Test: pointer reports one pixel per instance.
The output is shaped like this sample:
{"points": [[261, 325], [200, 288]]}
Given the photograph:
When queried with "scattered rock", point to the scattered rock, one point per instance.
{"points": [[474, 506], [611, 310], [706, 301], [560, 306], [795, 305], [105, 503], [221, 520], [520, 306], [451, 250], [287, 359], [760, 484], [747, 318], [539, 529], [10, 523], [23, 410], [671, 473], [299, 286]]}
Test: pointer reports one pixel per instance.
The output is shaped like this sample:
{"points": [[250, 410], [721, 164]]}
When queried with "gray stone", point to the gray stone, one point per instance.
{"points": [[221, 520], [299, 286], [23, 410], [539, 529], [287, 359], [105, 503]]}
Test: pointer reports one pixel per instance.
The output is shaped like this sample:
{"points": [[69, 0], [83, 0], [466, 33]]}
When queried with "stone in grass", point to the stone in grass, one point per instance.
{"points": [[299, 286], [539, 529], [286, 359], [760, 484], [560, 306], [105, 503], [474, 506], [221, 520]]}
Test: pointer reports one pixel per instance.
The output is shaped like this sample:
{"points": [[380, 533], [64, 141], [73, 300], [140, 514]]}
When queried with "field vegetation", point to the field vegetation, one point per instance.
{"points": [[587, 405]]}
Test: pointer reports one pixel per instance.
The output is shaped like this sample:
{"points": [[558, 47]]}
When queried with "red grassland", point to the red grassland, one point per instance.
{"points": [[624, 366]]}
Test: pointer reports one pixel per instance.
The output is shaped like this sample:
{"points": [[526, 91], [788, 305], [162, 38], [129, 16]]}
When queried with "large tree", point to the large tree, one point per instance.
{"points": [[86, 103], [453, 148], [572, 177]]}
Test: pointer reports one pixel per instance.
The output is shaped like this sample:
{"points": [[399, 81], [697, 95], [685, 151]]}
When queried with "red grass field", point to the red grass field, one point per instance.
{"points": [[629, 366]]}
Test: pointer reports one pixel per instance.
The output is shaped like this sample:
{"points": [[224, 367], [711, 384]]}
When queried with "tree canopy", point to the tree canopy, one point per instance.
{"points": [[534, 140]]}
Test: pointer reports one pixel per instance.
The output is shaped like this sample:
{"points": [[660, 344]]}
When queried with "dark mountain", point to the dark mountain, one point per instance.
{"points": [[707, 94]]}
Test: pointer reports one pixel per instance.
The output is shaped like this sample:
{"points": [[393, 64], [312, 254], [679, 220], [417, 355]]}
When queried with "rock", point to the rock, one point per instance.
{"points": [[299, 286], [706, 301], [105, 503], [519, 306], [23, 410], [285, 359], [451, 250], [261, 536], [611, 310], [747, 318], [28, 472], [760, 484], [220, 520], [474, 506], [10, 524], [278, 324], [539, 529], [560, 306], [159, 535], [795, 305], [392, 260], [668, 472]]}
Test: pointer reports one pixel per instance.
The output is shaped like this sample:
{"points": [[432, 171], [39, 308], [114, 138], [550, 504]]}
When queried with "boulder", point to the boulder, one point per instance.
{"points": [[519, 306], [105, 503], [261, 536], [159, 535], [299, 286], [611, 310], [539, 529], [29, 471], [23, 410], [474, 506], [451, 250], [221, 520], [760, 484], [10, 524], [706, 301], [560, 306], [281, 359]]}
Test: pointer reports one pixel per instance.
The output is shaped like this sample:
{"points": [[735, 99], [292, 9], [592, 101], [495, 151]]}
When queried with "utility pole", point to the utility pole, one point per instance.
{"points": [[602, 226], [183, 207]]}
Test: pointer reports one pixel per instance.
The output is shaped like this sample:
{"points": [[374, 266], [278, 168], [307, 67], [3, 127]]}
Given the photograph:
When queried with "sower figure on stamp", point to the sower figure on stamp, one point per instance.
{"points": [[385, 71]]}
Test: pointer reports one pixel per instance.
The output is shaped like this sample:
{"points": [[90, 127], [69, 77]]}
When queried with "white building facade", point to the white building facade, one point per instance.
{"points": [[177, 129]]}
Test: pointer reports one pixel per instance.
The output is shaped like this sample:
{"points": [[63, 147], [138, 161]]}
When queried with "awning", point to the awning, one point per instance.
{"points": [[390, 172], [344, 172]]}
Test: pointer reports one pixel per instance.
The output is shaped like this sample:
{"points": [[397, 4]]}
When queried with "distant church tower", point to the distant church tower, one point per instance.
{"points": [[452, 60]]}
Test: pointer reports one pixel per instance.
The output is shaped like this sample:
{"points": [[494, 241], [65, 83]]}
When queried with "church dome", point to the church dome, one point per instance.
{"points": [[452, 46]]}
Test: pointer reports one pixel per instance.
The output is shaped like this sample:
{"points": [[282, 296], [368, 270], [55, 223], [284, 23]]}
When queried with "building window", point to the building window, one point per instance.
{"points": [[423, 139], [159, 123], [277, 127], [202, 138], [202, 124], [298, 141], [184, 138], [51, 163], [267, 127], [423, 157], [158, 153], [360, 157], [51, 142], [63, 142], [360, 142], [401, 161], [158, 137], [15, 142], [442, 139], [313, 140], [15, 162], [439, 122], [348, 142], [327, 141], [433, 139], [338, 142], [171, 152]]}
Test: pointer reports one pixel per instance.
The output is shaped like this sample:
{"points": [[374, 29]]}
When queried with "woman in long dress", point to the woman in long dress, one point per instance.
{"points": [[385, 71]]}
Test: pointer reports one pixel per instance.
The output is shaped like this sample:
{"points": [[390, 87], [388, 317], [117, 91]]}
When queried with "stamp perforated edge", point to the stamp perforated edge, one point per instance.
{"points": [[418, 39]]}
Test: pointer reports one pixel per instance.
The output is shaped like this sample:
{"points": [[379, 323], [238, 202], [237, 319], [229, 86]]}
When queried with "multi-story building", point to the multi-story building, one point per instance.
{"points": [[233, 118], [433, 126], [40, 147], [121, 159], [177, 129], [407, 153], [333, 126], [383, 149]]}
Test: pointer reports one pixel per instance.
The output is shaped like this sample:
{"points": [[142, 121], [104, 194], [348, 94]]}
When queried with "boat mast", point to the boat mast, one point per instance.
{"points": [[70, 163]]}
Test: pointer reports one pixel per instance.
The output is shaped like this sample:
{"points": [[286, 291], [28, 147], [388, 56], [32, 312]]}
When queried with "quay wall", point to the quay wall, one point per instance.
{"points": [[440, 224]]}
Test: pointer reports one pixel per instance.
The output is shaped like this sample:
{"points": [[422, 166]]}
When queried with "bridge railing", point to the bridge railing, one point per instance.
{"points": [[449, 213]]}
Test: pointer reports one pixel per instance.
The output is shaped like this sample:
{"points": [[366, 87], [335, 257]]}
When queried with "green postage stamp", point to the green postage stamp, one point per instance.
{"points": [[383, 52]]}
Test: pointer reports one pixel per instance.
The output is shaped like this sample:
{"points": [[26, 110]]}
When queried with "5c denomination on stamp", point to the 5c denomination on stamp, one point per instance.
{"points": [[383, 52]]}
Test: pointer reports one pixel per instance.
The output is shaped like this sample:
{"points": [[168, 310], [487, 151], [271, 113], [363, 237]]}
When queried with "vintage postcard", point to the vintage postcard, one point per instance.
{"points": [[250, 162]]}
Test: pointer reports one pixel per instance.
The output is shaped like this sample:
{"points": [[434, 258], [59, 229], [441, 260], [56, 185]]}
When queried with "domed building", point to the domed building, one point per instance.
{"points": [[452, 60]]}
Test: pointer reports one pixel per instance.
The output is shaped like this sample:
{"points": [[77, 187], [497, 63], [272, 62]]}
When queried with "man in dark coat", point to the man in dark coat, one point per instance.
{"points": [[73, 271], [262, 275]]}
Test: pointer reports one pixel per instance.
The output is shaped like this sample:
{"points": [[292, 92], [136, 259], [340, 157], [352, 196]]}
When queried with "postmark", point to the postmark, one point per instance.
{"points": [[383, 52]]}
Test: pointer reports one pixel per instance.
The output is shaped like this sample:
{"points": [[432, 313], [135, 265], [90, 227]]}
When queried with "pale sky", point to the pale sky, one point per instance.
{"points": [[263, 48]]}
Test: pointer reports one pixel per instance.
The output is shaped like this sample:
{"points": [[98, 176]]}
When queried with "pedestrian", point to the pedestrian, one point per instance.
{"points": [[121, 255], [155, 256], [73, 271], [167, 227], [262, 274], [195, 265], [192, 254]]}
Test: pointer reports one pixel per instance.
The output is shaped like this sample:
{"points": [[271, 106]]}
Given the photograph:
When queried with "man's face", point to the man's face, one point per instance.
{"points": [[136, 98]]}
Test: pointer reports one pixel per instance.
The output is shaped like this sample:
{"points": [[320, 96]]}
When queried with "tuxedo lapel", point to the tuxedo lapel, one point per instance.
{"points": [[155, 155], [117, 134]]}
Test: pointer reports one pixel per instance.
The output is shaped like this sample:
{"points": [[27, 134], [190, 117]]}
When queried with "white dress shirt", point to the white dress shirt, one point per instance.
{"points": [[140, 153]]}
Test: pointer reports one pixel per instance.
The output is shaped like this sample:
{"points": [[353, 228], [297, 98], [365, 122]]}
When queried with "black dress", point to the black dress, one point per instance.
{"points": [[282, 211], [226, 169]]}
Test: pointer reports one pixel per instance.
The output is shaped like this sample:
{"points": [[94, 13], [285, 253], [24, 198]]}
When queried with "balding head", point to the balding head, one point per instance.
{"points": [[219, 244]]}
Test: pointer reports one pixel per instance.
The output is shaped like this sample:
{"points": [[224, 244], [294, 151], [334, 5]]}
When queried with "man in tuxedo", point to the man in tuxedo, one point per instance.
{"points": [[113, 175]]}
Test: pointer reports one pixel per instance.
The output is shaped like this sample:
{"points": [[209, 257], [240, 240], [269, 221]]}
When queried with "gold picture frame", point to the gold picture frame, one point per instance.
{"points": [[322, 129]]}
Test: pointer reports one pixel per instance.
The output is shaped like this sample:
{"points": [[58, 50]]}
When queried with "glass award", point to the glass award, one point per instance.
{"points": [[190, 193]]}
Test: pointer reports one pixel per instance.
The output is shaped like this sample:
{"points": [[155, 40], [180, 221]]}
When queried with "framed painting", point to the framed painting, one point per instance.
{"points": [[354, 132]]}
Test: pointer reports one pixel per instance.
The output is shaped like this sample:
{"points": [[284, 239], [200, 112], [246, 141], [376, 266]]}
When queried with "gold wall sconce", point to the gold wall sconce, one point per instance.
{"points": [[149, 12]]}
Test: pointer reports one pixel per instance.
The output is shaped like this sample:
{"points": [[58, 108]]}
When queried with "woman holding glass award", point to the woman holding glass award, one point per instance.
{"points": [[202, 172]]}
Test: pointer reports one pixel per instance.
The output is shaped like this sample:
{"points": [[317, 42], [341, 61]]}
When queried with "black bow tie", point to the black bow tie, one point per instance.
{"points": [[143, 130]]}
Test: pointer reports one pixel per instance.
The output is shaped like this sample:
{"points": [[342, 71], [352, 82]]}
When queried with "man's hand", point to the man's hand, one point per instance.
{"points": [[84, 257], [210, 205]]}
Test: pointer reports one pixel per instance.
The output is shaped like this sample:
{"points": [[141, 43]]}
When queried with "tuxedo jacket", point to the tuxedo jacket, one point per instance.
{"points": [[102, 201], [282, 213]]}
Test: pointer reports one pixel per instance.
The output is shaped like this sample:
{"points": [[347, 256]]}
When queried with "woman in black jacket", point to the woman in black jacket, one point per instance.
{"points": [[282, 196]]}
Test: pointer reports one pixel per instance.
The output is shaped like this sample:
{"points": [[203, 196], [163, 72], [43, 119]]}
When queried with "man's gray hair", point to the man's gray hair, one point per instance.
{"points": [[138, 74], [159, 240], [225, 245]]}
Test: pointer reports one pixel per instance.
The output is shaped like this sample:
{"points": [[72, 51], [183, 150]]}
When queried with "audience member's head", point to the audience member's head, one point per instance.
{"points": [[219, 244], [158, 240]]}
● ● ● ● ● ● ●
» **WHAT YOU WILL DO**
Once you reach the line that contains "member's head, one point per instance.", transcribe it and all remaining lines of the listing exactly; skip everything before it.

» **ANSWER TO THIS EXERCISE**
When queried with "audience member's head", point to the audience member's head, one point per instance.
{"points": [[219, 244], [158, 240]]}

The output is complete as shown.